Texte source »
Journal d’un civil (18) L’école

Aujourd’hui le moral est revenu. Le voile gris qui pesait sur nous s’est déchiré. On a mieux dormi, on a mieux mangé ; tout paraît un peu moins compliqué.

Ce matin, l’école revient sur le devant de la scène. Mon fils est en deuxième année maternelle. Il a commencé le premier septembre, s’est arrêté quinze jours entre Kippour et la fin de Soukkot (ce qui serait un peu l’équivalent des vacances de la toussaint), et n’a pas repris depuis. Autrement dit : pas d’école depuis le 22 septembre, depuis plus d’un mois.

Ses copains lui manquent et il entend beaucoup moins d’hébreu. Sans compter qu’il commence à trouver le temps long à la maison.

Aujourd’hui, deux événements se superposent. Le premier : la maîtresse vient avec une assistante maternelle pour dire bonjour aux enfants. A onze heures, on reçoit un message sur le groupe de parents pour annoncer dans quel ordre se fera la tournée. Elles arrivent avec un sac chargé de petits jouets, de matériel de loisirs créatifs et de cahiers de coloriage. Il y a même quelques activités éducatives dans le kit, mais les instructions sont en hébreu : c’est les parents qui vont devoir travailler le plus !

Mon fils est ravi de les voir. Ils discutent un peu et elles repartent pour aller rendre visite à un autre enfant. On poste ensuite les photos et les vidéos sur le groupe : c’est une joie de voir ses camarades de classe aussi heureux de voir leur maîtresse.

En plus de cette visite, la mairie a organisé une deuxième surprise. Le service qui s’occupe des activités extra-scolaires m’a contacté il y a deux jours, pour me demander de confirmer notre adresse. Ils m’ont sorti tout un baratin à deux cents kilomètres heures pour m’expliquer pourquoi ils avaient besoin de mon adresse : je n’ai rien compris. Rien, si ce n’est que j’ai confirmé qu’ils avaient bien la bonne adresse. Ce matin je reçois un coup de fil : c’est le livreur de la mairie, j’ai un cadeau pour votre fils, vous habitez bien à telle adresse ? – Oui. – Formidable, j’arrive dans cinq minutes.

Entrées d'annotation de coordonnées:

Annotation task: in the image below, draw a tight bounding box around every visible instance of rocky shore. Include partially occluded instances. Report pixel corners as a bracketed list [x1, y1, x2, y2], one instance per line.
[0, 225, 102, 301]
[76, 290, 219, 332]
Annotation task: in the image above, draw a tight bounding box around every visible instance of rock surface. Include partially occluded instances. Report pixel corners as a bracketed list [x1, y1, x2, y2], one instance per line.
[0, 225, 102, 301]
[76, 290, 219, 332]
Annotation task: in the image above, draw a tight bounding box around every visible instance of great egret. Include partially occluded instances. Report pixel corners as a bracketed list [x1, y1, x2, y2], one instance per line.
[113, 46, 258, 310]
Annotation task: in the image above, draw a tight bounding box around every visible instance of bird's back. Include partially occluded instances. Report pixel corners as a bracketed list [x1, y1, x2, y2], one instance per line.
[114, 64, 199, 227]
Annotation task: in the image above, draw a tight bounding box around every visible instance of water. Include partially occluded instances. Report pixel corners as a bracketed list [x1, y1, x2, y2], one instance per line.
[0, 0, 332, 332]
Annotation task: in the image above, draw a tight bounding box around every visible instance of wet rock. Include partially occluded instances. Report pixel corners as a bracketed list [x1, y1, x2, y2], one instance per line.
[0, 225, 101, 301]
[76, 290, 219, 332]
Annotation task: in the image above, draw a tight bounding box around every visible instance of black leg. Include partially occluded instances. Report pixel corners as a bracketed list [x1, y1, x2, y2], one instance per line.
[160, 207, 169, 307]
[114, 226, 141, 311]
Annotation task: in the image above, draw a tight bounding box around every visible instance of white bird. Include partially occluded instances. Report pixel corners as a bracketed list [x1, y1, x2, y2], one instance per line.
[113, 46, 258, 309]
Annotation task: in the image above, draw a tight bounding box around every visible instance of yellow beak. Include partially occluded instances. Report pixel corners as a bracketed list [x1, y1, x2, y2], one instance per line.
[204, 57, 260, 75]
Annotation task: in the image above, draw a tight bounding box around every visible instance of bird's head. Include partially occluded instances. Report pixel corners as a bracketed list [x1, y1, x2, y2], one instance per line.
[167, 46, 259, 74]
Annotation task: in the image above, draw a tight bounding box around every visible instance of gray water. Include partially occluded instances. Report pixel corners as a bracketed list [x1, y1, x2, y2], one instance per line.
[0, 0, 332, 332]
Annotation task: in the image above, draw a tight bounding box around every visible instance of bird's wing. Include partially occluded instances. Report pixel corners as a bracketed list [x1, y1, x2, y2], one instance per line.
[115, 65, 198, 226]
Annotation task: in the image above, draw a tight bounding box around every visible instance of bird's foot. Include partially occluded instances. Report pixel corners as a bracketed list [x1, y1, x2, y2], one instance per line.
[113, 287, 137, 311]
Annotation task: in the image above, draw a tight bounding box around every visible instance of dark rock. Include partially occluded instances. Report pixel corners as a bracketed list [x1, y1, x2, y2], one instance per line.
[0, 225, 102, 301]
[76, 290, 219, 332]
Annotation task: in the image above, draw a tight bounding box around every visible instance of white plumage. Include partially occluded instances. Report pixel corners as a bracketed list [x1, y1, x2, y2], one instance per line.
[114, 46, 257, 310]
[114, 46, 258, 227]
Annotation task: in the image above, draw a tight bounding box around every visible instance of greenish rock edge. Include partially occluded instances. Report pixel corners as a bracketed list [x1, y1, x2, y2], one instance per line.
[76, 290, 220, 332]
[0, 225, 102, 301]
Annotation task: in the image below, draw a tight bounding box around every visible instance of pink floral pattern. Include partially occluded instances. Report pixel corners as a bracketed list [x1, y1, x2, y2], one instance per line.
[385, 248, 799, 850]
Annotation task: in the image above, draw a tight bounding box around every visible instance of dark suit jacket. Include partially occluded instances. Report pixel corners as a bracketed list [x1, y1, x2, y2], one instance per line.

Consigne 1 » D'après le texte source, qu'y a-t-il dans le sac qu'apportent la maîtresse et l'assistante maternelle ? Citez tout.
Consigne 2 » Restituez, s'il vous plaît, tout le passage du texte source qui va de « Journal d’un civil » jusqu'à « peu moins compliqué. ».
Appuyez-vous uniquement sur le texte source.

Réponse 1 »
- de petits jouets
- du matériel de loisirs créatifs
- des cahiers de coloriage
- quelques activités éducatives

Réponse 2 »
Journal d’un civil (18) L’école

Aujourd’hui le moral est revenu. Le voile gris qui pesait sur nous s’est déchiré. On a mieux dormi, on a mieux mangé ; tout paraît un peu moins compliqué.